* **Items from a dataset**
-------
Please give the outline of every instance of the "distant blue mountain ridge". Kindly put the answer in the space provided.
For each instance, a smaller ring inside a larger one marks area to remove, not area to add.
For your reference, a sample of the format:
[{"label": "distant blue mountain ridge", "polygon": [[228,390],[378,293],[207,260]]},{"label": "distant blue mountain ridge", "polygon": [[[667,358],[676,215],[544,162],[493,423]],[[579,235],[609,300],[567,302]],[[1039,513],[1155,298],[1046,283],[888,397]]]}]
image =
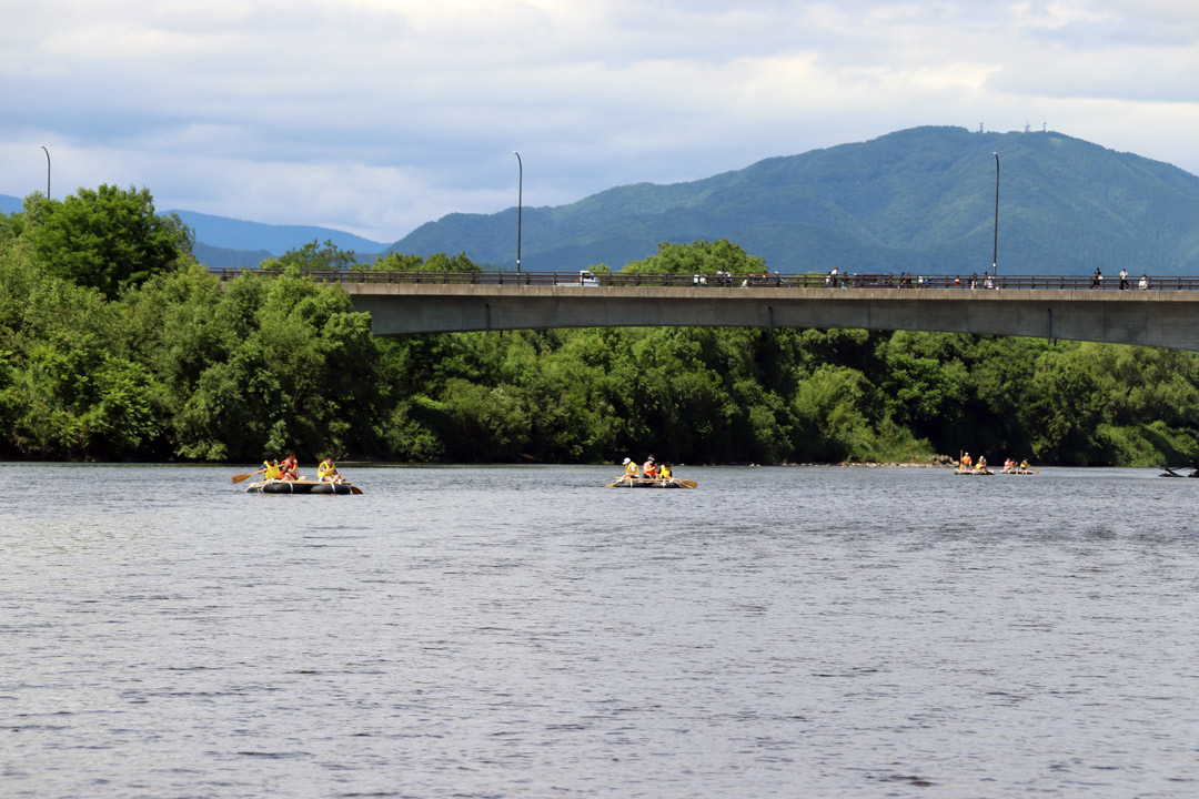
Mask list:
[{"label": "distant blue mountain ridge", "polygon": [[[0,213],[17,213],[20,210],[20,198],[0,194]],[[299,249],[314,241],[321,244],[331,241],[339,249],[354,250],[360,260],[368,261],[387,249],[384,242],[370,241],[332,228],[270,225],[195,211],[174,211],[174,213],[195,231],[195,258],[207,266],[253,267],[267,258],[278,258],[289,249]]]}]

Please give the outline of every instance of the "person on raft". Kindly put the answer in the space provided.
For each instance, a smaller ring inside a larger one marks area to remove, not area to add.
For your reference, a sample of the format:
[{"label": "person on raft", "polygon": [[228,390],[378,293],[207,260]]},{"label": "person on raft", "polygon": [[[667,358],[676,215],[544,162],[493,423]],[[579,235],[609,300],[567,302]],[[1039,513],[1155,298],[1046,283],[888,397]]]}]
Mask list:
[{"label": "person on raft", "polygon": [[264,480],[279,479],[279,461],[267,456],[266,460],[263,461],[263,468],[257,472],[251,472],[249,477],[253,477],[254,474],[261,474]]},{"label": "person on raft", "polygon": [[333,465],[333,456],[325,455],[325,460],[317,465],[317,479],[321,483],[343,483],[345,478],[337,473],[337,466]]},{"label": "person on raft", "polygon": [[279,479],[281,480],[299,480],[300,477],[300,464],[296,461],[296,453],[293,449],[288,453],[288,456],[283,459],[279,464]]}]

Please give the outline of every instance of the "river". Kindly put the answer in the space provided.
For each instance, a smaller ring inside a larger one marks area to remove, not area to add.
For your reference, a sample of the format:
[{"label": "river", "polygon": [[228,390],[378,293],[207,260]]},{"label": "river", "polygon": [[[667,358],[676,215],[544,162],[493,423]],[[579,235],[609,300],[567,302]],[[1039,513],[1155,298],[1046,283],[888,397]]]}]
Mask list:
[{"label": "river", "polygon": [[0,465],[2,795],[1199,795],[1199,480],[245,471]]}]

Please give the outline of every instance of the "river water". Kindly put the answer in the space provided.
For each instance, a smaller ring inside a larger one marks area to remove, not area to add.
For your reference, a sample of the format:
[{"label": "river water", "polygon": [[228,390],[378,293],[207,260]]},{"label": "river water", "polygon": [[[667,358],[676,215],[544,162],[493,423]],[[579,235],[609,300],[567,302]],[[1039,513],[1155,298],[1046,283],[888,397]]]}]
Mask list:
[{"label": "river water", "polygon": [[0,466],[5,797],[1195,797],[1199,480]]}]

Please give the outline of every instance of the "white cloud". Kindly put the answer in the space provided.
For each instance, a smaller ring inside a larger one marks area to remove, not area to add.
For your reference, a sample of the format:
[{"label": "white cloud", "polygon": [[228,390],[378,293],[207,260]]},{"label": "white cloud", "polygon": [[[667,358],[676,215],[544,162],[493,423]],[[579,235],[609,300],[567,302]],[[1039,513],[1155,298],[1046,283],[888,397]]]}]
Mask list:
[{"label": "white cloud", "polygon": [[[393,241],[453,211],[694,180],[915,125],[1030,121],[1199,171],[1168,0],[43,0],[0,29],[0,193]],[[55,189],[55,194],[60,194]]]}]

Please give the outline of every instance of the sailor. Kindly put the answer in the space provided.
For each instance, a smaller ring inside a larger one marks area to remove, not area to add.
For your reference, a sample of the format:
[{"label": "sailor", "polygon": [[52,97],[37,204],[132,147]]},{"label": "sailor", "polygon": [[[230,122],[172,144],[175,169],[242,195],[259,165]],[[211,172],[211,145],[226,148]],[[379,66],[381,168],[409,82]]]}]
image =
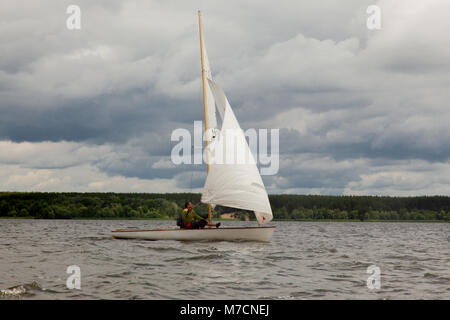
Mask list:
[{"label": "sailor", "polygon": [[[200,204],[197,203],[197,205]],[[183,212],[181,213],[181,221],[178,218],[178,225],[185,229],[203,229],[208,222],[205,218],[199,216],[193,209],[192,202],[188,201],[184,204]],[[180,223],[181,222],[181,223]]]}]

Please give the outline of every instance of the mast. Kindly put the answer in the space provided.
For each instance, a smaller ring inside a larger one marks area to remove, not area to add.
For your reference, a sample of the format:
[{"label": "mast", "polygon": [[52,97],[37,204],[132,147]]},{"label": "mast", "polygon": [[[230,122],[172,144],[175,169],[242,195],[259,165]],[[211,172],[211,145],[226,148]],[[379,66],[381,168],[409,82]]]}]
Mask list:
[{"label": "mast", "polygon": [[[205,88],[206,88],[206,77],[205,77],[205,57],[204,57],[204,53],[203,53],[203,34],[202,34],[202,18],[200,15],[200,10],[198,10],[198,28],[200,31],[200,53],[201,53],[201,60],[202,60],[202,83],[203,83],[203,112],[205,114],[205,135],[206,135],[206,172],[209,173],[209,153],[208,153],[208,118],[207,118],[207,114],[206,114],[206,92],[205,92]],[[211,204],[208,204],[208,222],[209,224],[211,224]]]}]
-------
* **TASK DETAILS**
Transcribe the listing above verbatim. Omit the pictures.

* **THE OUTPUT**
Please give the outline of every instance of the "distant blue mountain ridge". Kindly put the answer in the space provided.
For each instance, a smaller ring inside a larger one marks area to remove, not area to add.
For your reference, a sample of the format:
[{"label": "distant blue mountain ridge", "polygon": [[228,390],[378,293],[207,260]]},{"label": "distant blue mountain ridge", "polygon": [[[667,358],[676,215],[544,162],[493,423]],[[579,235],[609,300],[567,302]],[[1039,513],[1155,298],[1046,283],[888,397]]]}]
image =
Mask list:
[{"label": "distant blue mountain ridge", "polygon": [[[0,213],[17,213],[20,210],[20,198],[0,194]],[[299,249],[314,241],[321,244],[331,241],[339,249],[354,250],[360,260],[368,261],[387,249],[384,242],[370,241],[332,228],[270,225],[195,211],[174,211],[174,213],[195,231],[195,258],[207,266],[253,267],[267,258],[278,258],[289,249]]]}]

Please give the outline of every instance of the "person on raft". Kindly put the answer in the space provided.
For each instance, a smaller ring inside a larger one marks area to remove, not area to add.
For your reference, a sample of the format:
[{"label": "person on raft", "polygon": [[228,390],[378,293],[207,260]]},{"label": "person on raft", "polygon": [[[667,358],[676,215],[544,162],[493,423]],[[579,235],[609,300],[567,302]],[[1039,513],[1155,298],[1046,283],[888,397]]]}]
Mask list:
[{"label": "person on raft", "polygon": [[264,480],[279,479],[279,461],[267,456],[266,460],[263,461],[263,468],[257,472],[251,472],[249,477],[253,477],[254,474],[261,474]]},{"label": "person on raft", "polygon": [[333,465],[333,456],[325,455],[325,460],[317,465],[317,479],[321,483],[343,483],[345,478],[337,473],[337,466]]},{"label": "person on raft", "polygon": [[279,479],[281,480],[299,480],[300,477],[300,464],[296,461],[296,453],[293,449],[288,453],[288,456],[283,459],[279,464]]}]

Please give the outline of every instance of the "river". Kindly put the answer in the space provided.
For each instance, a smaller ring inside a larger one marks area to remove, not area to add.
For your reference, a sample of the format:
[{"label": "river", "polygon": [[228,390],[378,293],[207,260]]},{"label": "river", "polygon": [[[667,358],[676,215],[544,162],[493,423]],[[579,235],[609,300],[567,302]],[[1039,513],[1155,298],[1046,283],[888,397]]]}]
Mask list:
[{"label": "river", "polygon": [[0,465],[2,795],[1199,795],[1199,480],[245,471]]}]

Please give the outline of every instance of the "river water". Kindly put the answer in the space provided.
For each instance, a smaller ring inside a larger one marks area to remove, not area to add.
For your reference, a sample of the format:
[{"label": "river water", "polygon": [[228,390],[378,293],[207,260]]},{"label": "river water", "polygon": [[[667,358],[676,215],[544,162],[493,423]],[[579,235],[609,300],[567,302]],[[1039,513],[1155,298],[1046,283],[888,397]]]}]
Mask list:
[{"label": "river water", "polygon": [[0,466],[5,797],[1195,797],[1199,480]]}]

Please give the outline of every instance of the "white cloud". Kindly put the answer in the space provided.
For each instance, a smaller ring inside a larger one marks area to remove, not area to add.
For your reference, a sample of the format:
[{"label": "white cloud", "polygon": [[228,390],[378,293],[207,260]]},{"label": "white cloud", "polygon": [[[667,358],[676,215],[544,162],[493,423]],[[579,235],[609,300],[567,302]],[[1039,513],[1155,298],[1046,283],[888,397]]]}]
Mask list:
[{"label": "white cloud", "polygon": [[[393,241],[453,211],[694,180],[915,125],[1030,121],[1199,171],[1168,0],[43,0],[0,29],[0,193]],[[55,189],[55,194],[60,194]]]}]

Please give the outline of every instance of the sailor. Kindly put the answer in the space provided.
For each instance, a smaller ring inside a larger one marks area to remove, not area to add.
For your reference, a sample of the format:
[{"label": "sailor", "polygon": [[52,97],[37,204],[132,147]]},{"label": "sailor", "polygon": [[[230,122],[172,144],[175,169],[242,195],[259,165]],[[211,172],[211,145],[226,148]],[[379,66],[381,168],[409,82]]]}]
image =
Mask list:
[{"label": "sailor", "polygon": [[[200,204],[197,203],[197,205]],[[183,212],[181,213],[181,221],[178,218],[178,225],[185,229],[203,229],[208,222],[205,218],[199,216],[193,209],[192,202],[188,201],[184,204]],[[180,223],[181,222],[181,223]]]}]

Please give the outline of every instance of the mast. Kindly put the answer in the space provided.
For each instance, a smaller ring inside a larger one marks area to remove, not area to add.
For your reference, a sample of the format:
[{"label": "mast", "polygon": [[52,97],[37,204],[132,147]]},{"label": "mast", "polygon": [[[230,122],[172,144],[175,169],[242,195],[259,165]],[[211,172],[211,145],[226,148]],[[379,66],[381,168],[409,82]]]}]
Mask list:
[{"label": "mast", "polygon": [[[205,88],[206,88],[206,77],[205,77],[205,57],[204,57],[204,53],[203,53],[203,34],[202,34],[202,18],[200,15],[200,10],[198,10],[198,28],[200,31],[200,53],[201,53],[201,60],[202,60],[202,83],[203,83],[203,112],[205,114],[205,135],[206,135],[206,172],[209,173],[209,153],[208,153],[208,118],[207,118],[207,114],[206,114],[206,92],[205,92]],[[211,204],[208,204],[208,222],[209,224],[211,224]]]}]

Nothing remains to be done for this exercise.